» **EXERCISE MATERIALS**:
*** Block opens ***

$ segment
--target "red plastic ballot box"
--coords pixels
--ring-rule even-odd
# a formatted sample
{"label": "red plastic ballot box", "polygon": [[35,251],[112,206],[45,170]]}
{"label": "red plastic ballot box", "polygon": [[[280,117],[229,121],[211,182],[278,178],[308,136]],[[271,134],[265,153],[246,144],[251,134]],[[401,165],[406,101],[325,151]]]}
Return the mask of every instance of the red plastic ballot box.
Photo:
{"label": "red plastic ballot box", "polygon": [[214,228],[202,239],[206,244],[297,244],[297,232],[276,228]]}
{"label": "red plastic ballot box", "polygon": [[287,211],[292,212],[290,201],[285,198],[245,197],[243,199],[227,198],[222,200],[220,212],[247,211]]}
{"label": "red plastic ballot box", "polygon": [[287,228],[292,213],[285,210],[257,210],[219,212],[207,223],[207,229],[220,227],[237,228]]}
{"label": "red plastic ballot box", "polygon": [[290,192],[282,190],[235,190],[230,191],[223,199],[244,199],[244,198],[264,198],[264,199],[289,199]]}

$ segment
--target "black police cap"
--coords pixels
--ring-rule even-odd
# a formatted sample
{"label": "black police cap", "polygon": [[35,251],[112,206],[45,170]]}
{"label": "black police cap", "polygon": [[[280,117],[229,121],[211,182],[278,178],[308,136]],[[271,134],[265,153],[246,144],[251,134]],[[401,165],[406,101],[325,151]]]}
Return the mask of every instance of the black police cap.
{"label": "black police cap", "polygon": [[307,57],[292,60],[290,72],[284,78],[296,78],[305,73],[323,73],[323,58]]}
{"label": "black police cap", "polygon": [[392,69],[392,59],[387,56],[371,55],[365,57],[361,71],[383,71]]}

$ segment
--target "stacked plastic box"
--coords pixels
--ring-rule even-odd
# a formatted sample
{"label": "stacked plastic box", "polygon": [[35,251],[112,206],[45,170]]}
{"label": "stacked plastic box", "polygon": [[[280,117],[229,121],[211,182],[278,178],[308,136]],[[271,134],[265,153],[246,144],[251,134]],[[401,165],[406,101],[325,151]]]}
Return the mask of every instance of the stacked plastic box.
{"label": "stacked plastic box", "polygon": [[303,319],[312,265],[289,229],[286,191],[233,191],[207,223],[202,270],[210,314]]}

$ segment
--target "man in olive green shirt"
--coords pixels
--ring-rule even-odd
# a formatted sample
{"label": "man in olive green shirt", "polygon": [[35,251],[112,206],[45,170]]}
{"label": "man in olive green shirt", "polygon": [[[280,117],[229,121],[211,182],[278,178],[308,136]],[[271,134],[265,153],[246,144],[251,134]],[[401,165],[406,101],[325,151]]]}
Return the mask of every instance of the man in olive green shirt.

*** Block closes ***
*** Block opens ***

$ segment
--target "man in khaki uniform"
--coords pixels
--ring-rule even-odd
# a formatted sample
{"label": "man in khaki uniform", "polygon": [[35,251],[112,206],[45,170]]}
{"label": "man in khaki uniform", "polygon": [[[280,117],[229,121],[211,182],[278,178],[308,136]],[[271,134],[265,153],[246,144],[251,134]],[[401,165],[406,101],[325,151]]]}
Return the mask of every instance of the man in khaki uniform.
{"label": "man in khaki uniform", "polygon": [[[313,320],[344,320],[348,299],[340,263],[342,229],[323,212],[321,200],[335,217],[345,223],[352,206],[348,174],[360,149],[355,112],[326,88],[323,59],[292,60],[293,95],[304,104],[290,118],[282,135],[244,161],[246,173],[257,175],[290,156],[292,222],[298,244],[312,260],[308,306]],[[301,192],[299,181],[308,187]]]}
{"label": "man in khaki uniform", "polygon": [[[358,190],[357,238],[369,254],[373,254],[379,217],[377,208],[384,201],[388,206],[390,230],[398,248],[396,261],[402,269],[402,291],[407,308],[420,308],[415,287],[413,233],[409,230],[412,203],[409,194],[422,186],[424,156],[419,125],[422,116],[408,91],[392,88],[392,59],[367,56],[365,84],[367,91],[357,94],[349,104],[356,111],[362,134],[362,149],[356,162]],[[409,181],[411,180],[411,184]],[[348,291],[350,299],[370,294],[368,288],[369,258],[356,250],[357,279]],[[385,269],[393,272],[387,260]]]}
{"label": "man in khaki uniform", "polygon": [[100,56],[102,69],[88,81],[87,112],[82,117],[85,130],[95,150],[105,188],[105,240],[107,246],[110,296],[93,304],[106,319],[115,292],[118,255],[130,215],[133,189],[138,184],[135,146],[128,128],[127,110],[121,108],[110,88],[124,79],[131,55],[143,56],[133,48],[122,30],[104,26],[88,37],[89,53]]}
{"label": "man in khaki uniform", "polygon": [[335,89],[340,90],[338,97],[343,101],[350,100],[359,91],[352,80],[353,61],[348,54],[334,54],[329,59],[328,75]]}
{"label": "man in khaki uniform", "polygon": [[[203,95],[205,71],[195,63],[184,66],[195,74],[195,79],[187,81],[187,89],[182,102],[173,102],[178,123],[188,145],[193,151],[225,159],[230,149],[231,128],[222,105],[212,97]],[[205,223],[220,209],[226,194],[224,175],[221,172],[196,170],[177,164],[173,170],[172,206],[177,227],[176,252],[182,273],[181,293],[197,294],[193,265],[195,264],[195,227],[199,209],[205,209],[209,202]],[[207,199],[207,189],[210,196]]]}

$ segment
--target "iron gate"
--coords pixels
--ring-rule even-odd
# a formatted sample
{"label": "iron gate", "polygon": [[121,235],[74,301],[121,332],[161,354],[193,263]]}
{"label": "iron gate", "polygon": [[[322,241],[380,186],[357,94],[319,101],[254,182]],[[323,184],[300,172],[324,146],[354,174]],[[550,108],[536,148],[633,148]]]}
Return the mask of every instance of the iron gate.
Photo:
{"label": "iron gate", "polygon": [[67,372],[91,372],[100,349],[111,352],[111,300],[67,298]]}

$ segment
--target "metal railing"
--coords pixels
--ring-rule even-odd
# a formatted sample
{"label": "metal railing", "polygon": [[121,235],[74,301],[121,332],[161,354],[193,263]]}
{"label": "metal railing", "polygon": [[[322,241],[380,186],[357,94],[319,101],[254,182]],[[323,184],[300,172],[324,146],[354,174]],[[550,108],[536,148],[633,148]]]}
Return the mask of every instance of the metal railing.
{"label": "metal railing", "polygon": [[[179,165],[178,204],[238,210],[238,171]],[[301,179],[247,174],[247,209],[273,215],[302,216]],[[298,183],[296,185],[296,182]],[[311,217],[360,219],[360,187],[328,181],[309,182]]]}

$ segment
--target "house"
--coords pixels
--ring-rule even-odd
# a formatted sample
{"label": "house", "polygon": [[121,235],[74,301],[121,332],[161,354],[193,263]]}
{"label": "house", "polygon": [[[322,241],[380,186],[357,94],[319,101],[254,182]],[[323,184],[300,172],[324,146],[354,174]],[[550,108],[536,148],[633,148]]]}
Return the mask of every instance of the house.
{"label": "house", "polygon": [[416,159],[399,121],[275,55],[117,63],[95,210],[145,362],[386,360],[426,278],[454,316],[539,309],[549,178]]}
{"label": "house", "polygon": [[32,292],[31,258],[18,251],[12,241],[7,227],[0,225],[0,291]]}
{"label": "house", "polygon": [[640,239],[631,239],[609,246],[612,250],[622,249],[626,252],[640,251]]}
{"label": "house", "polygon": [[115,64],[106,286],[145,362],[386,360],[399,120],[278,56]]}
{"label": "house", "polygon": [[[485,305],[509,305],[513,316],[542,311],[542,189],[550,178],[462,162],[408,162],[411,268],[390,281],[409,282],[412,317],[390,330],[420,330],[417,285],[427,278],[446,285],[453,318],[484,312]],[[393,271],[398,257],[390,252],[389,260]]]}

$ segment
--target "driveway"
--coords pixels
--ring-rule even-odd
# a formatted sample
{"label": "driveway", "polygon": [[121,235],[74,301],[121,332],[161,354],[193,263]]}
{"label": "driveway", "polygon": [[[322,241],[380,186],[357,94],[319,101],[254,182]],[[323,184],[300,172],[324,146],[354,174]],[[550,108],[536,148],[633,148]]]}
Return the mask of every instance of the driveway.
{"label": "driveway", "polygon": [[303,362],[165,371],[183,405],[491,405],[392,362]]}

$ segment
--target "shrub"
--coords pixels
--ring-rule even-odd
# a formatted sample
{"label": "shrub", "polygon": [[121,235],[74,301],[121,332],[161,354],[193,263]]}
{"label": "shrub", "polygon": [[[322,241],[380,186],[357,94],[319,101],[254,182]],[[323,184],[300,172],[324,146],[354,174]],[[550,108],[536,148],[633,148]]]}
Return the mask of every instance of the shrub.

*** Block closes ***

» **WHAT YOU WILL DO**: Filter the listing so that only lines holding the word "shirt" remain, and copy those lines.

» **ANSWER AREA**:
--target "man in olive green shirt"
{"label": "man in olive green shirt", "polygon": [[35,251],[112,206],[45,170]]}
{"label": "man in olive green shirt", "polygon": [[[280,117],[229,121],[211,182],[278,178],[308,136]],[[271,134],[265,153],[246,144],[251,134]],[[401,165],[406,101],[325,151]]]}
Return the mask of every instance of the man in olive green shirt.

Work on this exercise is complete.